Assignment: Within the records below is a range that opens at the line with "In this exercise you will put a dot on the gym" and closes at the line with "the treadmill console". Return that range word for word, both ends included, and only that range.

Material for the task:
☆ ☆ ☆ ☆ ☆ ☆ ☆

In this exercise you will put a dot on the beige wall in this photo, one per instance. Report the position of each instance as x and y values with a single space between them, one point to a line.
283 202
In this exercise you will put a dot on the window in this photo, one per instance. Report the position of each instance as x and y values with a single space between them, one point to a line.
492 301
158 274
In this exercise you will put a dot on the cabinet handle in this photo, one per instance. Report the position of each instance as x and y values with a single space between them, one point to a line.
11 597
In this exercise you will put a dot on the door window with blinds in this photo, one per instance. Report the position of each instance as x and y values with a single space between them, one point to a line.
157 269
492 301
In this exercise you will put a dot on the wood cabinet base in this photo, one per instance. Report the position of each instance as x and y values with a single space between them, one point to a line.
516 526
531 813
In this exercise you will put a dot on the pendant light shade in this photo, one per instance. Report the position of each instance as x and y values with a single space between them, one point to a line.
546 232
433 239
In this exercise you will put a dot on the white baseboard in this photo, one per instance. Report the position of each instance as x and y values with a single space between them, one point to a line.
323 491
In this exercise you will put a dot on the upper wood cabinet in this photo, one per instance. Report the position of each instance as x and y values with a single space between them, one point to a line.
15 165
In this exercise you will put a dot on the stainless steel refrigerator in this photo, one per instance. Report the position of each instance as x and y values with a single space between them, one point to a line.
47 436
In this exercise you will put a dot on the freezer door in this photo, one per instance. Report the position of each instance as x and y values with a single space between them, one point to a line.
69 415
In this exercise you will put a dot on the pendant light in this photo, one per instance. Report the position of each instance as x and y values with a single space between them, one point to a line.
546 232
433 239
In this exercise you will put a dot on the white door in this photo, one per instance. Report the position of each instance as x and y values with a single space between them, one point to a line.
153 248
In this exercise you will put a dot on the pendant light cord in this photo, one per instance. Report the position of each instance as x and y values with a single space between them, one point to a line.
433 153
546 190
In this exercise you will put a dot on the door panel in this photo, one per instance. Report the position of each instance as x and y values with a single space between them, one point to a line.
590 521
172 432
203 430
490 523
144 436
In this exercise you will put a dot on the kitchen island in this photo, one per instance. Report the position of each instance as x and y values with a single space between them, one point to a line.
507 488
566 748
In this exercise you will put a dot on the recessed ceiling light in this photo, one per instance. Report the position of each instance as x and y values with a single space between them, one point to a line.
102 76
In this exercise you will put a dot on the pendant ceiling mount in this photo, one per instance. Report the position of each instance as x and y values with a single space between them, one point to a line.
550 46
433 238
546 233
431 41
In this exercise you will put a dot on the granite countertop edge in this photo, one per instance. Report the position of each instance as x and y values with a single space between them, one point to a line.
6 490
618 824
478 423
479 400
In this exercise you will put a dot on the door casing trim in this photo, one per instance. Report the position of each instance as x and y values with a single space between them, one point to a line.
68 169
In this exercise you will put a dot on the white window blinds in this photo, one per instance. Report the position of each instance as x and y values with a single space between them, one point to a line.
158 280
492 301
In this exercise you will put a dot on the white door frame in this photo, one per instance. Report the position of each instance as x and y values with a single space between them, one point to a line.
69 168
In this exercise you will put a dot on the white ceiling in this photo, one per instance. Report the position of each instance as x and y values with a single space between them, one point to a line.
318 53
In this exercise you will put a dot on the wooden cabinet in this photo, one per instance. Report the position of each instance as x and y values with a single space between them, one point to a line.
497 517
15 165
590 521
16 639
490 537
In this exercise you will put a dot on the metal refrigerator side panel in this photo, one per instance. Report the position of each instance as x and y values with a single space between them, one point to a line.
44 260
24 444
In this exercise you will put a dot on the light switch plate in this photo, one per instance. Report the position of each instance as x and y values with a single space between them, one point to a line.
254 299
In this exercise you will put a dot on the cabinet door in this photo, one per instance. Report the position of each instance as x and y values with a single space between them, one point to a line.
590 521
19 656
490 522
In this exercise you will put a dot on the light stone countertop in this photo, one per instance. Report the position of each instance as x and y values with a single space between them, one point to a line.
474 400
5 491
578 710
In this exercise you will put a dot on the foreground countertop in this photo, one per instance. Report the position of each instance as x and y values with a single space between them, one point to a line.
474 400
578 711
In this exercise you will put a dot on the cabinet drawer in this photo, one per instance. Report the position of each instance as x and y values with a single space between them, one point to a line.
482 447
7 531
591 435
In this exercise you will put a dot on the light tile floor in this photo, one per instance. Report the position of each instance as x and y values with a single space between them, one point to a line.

☆ ☆ ☆ ☆ ☆ ☆ ☆

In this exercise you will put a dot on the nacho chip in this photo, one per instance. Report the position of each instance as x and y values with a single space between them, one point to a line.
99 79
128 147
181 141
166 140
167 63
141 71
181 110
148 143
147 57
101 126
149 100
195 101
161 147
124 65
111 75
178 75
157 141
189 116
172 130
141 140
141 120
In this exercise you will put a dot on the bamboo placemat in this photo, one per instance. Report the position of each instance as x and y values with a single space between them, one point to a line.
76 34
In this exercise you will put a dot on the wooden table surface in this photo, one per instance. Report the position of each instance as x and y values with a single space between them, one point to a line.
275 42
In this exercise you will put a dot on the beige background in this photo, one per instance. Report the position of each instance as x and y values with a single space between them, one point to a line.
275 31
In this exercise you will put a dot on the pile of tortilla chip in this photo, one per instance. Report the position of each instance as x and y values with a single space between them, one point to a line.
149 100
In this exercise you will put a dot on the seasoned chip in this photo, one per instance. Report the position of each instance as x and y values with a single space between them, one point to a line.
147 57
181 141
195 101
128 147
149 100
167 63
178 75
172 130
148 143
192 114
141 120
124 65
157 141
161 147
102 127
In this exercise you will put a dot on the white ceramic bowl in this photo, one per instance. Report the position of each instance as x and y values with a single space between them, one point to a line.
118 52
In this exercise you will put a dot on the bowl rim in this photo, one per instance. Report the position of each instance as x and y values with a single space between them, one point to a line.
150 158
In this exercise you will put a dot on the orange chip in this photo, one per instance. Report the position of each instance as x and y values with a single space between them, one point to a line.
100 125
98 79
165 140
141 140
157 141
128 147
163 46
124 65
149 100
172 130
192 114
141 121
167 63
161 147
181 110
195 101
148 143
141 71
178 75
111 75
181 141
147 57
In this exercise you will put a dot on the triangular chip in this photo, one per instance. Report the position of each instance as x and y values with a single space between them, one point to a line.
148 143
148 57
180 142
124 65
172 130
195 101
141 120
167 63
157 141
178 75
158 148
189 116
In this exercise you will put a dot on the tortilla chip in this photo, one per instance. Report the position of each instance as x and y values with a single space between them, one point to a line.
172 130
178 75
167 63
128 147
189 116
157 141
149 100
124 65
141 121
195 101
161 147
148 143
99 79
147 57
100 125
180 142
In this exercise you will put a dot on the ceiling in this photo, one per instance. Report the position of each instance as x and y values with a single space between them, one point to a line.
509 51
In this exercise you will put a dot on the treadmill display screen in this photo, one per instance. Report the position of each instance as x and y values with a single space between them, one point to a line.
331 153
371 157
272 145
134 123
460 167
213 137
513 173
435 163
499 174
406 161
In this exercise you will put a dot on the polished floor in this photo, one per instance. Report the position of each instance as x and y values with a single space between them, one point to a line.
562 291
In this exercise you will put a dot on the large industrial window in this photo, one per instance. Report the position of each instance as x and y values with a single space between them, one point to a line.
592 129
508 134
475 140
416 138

☆ ☆ ☆ ☆ ☆ ☆ ☆

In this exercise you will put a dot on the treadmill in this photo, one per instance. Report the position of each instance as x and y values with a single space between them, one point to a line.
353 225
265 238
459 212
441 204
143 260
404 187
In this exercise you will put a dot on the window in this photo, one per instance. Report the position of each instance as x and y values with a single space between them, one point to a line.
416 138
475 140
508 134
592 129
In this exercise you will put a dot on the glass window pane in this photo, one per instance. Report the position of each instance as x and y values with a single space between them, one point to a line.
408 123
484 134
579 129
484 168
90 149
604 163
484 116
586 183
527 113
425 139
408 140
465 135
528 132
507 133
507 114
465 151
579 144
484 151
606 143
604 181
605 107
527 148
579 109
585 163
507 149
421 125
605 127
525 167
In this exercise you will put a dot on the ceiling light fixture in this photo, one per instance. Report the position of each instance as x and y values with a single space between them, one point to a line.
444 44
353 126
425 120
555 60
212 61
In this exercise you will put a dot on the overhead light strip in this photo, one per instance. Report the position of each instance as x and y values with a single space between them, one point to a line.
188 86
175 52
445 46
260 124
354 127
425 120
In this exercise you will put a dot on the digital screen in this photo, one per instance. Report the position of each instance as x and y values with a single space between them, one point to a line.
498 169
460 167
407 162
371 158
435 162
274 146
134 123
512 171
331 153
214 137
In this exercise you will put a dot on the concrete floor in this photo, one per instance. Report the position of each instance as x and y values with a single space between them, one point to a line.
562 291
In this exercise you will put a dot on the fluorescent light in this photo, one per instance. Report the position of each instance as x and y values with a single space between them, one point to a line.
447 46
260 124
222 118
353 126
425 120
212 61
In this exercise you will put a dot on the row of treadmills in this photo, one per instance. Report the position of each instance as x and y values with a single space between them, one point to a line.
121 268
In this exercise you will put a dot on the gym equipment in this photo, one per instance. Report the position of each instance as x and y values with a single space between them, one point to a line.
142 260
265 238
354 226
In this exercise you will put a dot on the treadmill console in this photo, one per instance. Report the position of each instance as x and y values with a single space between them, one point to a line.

☆ ☆ ☆ ☆ ☆ ☆ ☆

Written answer:
In this exercise you will put a dot on the gym equipment in this photo, one per instance. Report the position of each instance as x and y values with a single space between them, one point to a line.
142 260
265 238
354 226
In this exercise you will put a dot on the treadmill console in this photo, one per instance. Report the position of each instance as x and y values with a single space between them, one point to a line.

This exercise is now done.